> [Written task]: Set out the stretch of lines from the one containing "If you could mark the railroad" through the one containing "(1024, 296)" as a numbered list, leaving out any blank lines.

> [Records provided]:

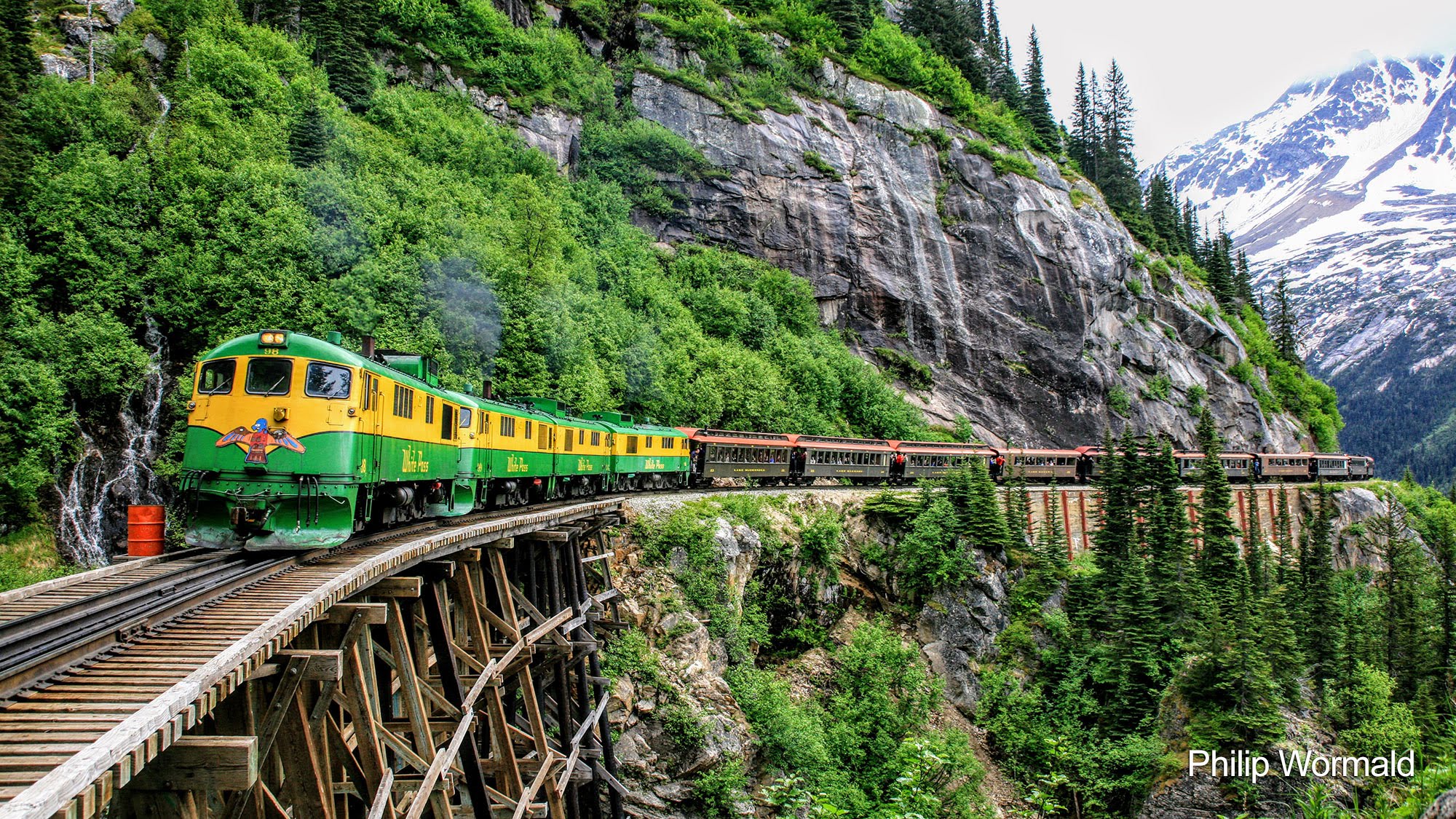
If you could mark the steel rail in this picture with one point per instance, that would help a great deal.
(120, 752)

* * *

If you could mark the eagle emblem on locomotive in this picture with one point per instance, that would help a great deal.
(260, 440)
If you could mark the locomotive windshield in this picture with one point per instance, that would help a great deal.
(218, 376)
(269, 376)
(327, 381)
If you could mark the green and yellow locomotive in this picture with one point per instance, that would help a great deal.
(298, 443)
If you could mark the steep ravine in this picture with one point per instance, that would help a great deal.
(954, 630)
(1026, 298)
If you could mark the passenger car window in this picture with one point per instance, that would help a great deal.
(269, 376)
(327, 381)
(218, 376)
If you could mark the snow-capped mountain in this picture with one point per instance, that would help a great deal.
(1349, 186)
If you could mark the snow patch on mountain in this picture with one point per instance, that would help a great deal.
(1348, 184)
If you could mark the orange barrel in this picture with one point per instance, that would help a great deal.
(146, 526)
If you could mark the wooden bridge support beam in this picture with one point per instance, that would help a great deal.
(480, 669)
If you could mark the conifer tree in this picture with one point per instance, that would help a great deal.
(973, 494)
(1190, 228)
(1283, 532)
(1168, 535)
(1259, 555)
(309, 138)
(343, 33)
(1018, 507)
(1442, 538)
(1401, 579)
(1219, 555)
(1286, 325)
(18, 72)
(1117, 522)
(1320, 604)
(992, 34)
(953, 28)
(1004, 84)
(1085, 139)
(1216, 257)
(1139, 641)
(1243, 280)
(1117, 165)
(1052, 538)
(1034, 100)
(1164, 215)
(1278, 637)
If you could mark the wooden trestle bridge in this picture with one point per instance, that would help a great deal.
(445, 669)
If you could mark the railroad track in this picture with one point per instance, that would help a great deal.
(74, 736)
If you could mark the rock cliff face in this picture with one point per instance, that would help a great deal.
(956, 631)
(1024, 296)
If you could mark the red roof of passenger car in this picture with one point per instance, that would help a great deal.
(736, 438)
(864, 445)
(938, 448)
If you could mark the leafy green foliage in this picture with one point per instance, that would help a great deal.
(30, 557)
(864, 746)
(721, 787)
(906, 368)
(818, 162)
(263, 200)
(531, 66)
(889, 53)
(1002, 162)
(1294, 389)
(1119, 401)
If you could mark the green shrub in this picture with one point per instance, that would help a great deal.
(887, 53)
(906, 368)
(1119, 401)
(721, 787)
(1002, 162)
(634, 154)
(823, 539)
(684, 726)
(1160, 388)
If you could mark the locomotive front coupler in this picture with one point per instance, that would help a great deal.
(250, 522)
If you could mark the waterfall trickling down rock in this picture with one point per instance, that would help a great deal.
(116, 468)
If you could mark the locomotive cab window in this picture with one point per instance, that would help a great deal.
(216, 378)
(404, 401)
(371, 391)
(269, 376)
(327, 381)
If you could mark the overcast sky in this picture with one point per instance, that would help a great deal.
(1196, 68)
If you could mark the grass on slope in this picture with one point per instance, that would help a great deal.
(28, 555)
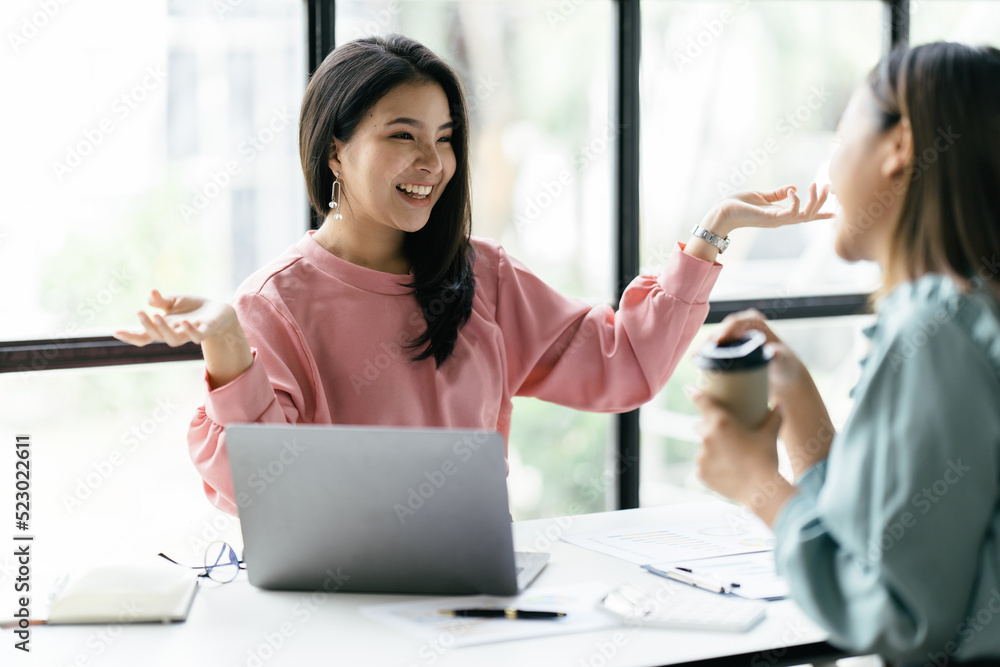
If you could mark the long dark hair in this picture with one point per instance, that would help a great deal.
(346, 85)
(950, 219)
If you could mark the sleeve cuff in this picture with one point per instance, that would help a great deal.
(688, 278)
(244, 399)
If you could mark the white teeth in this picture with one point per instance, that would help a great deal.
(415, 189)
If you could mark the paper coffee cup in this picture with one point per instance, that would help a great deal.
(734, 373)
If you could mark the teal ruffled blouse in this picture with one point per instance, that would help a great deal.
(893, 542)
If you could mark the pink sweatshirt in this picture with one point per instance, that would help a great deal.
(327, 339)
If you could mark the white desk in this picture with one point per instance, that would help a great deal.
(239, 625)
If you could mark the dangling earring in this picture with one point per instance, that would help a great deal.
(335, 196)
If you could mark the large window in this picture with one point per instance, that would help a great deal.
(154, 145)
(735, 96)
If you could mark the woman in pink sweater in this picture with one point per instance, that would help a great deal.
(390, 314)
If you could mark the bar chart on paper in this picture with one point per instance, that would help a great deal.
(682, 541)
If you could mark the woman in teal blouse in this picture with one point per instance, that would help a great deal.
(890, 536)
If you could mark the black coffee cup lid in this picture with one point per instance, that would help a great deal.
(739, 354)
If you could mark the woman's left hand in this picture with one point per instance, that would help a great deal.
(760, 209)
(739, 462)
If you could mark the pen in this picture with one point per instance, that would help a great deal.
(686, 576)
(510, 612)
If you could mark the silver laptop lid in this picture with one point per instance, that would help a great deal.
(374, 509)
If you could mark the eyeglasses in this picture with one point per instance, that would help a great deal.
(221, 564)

> [Right answer]:
1. If you could mark the railroad track in this picture with one point per instance, that would help a great deal.
2. (74, 736)
3. If you could mark the rock cliff face in this picture with one point per instance, that would help a great deal.
4. (956, 631)
5. (1024, 296)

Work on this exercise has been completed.